[Written request] Find every line in the data below that contains the string "stone" and copy each one. Case matters.

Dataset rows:
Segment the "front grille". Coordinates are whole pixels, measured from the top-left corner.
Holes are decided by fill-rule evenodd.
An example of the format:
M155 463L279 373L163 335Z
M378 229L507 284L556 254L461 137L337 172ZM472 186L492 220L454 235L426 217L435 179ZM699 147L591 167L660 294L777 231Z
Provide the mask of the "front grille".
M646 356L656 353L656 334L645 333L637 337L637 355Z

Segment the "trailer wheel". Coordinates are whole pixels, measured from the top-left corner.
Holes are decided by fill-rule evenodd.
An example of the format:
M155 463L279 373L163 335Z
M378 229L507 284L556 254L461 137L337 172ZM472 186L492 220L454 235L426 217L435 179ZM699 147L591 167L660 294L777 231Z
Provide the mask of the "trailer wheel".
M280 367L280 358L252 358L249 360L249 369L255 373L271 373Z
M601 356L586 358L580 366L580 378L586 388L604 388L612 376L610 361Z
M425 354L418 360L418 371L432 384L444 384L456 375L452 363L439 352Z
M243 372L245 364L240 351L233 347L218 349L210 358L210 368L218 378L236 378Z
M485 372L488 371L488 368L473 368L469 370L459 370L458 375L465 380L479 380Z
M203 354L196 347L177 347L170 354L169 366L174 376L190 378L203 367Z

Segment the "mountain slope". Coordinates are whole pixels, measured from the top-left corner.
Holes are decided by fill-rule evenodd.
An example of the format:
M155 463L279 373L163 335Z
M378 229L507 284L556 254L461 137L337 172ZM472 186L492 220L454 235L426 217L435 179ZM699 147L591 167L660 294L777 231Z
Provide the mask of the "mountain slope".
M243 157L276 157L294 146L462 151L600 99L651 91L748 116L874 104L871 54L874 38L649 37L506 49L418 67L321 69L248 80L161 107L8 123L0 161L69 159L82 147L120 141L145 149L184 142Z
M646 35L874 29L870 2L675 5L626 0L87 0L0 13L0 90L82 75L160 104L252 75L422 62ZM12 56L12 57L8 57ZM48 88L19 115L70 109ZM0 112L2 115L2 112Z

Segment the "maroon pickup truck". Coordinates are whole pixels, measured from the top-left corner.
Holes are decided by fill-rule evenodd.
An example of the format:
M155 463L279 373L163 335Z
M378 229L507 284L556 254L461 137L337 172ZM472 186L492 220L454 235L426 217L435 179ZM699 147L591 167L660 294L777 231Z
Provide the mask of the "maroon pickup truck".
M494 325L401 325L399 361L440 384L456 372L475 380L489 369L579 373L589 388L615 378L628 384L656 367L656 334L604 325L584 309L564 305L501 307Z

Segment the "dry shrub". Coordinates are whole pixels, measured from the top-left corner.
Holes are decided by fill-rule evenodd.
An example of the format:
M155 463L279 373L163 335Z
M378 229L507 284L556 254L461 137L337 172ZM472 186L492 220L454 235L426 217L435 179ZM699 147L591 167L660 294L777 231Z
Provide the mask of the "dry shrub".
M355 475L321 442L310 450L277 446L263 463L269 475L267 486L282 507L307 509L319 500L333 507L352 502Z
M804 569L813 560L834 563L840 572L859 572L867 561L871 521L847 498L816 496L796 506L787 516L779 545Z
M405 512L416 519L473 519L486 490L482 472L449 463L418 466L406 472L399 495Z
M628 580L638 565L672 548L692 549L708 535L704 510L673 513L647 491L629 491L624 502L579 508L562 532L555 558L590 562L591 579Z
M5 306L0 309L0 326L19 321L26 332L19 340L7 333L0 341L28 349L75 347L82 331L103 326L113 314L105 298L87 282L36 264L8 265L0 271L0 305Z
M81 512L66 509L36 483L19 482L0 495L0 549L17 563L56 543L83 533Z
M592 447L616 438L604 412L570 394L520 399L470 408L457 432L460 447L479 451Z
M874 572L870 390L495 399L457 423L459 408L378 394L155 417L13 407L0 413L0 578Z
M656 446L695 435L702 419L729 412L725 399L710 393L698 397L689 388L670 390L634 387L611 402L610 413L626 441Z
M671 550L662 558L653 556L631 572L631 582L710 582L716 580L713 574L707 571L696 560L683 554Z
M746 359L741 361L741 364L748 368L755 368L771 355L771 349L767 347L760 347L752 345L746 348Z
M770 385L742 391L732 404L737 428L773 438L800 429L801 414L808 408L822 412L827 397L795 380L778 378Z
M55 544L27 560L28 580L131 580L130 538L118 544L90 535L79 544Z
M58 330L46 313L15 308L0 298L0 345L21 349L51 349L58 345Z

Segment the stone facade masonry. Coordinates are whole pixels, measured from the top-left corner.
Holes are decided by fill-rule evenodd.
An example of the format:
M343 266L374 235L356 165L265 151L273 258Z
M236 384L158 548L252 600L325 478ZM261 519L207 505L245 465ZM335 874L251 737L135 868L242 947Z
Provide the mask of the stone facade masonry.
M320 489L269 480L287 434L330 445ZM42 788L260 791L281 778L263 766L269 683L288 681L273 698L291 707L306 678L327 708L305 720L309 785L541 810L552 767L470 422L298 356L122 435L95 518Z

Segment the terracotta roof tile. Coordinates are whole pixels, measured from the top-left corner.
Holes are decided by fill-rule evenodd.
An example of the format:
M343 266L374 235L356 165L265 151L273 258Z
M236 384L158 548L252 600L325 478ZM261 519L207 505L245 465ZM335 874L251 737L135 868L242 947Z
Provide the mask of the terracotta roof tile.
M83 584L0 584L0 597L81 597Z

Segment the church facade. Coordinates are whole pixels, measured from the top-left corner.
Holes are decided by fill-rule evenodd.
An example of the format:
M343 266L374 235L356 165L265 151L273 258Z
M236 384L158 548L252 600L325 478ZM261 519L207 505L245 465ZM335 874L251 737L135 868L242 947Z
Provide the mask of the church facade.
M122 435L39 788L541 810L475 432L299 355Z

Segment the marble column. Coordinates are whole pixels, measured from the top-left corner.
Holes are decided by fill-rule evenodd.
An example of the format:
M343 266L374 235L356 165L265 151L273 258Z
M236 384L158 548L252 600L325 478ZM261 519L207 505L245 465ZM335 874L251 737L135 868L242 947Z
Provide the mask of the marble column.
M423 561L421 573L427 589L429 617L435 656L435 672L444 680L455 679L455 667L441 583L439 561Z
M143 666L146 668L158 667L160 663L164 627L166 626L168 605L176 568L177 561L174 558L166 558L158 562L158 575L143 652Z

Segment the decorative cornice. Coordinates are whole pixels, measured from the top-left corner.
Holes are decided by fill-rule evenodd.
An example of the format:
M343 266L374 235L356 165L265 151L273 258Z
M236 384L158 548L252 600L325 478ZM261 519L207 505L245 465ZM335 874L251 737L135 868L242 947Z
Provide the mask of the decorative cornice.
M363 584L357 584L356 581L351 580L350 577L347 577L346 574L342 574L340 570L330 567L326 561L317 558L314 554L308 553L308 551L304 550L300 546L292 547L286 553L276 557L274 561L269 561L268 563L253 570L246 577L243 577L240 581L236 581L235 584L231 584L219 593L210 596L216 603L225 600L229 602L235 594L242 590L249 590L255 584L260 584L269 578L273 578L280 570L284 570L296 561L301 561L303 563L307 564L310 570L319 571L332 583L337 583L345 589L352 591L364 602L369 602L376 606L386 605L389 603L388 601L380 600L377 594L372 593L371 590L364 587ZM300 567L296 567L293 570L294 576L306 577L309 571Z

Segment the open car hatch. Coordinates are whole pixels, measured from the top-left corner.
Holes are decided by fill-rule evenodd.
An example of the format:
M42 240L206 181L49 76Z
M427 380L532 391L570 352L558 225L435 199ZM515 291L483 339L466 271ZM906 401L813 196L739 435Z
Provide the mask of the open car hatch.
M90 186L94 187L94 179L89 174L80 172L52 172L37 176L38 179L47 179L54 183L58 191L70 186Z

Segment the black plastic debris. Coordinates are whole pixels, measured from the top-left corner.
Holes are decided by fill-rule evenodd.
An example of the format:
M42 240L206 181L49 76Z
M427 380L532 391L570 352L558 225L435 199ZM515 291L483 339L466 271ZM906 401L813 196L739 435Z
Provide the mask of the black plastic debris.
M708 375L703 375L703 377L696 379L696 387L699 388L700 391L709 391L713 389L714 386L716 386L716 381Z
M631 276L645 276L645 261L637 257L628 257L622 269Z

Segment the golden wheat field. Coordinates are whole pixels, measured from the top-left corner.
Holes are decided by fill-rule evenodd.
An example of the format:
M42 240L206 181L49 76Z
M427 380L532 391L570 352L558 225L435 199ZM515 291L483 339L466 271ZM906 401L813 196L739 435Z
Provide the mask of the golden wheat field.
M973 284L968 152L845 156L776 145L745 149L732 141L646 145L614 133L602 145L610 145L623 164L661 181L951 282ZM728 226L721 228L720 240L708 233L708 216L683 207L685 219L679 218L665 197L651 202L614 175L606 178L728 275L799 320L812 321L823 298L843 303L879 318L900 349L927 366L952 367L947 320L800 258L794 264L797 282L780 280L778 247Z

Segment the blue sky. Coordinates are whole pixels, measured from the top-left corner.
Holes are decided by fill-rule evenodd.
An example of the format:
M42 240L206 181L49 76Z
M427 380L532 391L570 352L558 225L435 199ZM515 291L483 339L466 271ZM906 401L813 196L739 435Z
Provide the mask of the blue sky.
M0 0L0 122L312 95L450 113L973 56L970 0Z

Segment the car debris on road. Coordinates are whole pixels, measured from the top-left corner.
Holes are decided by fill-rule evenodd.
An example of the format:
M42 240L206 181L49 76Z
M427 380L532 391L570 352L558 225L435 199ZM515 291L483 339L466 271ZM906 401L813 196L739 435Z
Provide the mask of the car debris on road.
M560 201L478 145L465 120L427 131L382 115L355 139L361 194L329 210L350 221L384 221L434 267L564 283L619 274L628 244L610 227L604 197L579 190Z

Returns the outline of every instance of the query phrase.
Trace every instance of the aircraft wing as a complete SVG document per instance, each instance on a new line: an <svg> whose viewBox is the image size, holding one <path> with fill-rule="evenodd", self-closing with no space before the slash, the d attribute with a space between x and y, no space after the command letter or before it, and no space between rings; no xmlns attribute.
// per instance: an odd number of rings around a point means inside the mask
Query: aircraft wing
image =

[Task solution]
Segment the stone facade masonry. Coordinates are whole pixels, measured from the top-left corner.
Provide the mask of the stone facade masonry.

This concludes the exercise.